__What to do__:
Write out the data again in full, exactly as it reads.

__Data for the task__:
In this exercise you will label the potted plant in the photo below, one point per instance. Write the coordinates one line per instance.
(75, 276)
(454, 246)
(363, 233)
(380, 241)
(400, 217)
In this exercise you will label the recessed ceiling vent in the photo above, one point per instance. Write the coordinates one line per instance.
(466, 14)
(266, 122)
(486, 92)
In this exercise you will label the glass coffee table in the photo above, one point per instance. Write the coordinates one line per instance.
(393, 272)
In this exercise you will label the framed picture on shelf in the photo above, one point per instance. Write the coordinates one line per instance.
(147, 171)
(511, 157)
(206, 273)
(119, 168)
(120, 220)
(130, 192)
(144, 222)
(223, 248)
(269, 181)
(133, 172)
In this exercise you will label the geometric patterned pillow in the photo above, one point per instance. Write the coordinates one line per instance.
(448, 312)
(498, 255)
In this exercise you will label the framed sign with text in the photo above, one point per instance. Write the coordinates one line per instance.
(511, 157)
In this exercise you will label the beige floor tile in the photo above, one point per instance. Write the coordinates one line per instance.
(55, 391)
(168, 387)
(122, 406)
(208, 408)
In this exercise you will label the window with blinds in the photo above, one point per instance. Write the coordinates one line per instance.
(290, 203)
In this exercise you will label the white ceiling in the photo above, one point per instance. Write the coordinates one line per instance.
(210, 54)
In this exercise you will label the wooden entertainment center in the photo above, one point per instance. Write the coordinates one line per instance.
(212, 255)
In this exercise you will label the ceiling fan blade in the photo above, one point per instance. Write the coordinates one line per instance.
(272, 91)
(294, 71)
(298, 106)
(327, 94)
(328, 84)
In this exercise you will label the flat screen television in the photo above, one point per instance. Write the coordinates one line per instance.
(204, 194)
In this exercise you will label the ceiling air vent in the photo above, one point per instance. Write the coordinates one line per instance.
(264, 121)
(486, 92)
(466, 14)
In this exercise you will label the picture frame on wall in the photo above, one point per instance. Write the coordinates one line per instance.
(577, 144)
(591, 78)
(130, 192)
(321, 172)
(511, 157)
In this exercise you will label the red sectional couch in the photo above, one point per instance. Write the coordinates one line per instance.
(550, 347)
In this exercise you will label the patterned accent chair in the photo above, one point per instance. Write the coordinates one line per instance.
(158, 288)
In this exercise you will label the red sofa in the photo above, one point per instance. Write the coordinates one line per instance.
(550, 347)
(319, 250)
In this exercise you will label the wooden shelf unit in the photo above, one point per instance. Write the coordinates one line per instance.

__Response below__:
In this exercise you will label the potted plant in the photo below, one point per instance. Write the coordinates one line per instance.
(75, 276)
(454, 246)
(363, 233)
(380, 241)
(400, 217)
In this exercise you will label the recessed ceiling vent in the photo above, one point per instance. Write the coordinates one line per instance.
(466, 14)
(266, 122)
(486, 92)
In this exercise you will label the glass coffee table in the photo above, one point per instance. Write the coordinates one line per instance.
(393, 272)
In this exercise you will label the framed picture on shelf in the photo above, one point per instance. Write the coordinates one line per instance.
(147, 171)
(511, 157)
(206, 273)
(119, 168)
(120, 220)
(130, 192)
(144, 222)
(223, 248)
(269, 181)
(133, 172)
In this exercise you will label the geometric patterned pillow in the photo above, one point per instance. Write the coordinates one line per instance.
(448, 312)
(498, 255)
In this exercise you will label the framed sign with text in the photo above, one point per instance. Write the coordinates one line per instance.
(511, 157)
In this exercise you will label the beige floor tile in the photo above, one point per instance. Write the coordinates one line per instance.
(55, 391)
(168, 387)
(122, 406)
(208, 408)
In this exercise you will label the window with blinds in the photo above, one point per instance. Write the coordinates one line per instance.
(290, 203)
In this exercise you will label the white ceiling in the photo above, one point per instance. Write the coordinates one line per instance.
(210, 54)
In this exercise you will label the wooden entertainment center in the photo above, one point per instance. Write the coordinates one line per instance.
(212, 255)
In this exercise you will label the ceiling fan blade in the photo above, one point per instance. Write the coordinates one line per instance.
(272, 91)
(294, 71)
(298, 106)
(327, 94)
(328, 84)
In this exercise you will label the flat screen television in the photo above, one point per instance. Write the coordinates one line per instance.
(204, 194)
In this exercise you will label the ceiling air vent in the photo above, one point per instance. Write the coordinates one line per instance.
(264, 121)
(486, 92)
(466, 14)
In this exercise you will label the picture frame on wall in the photo above, one point per instance. Write the coordinates one line per instance.
(577, 144)
(591, 78)
(130, 192)
(321, 172)
(511, 157)
In this exercise you will label the red sectional couch in the photo above, one point per instance. Write the coordinates one line per instance.
(550, 347)
In this exercise you will label the patterned accent chair in the photo above, one point per instance. Write the coordinates one line per instance.
(158, 288)
In this exercise you will label the red sofa in the photo above, one point per instance. Write the coordinates one line per instance.
(550, 347)
(319, 250)
In this exercise you will label the wooden shelf unit in the photo above, one point per instance. Write the coordinates one line per instance.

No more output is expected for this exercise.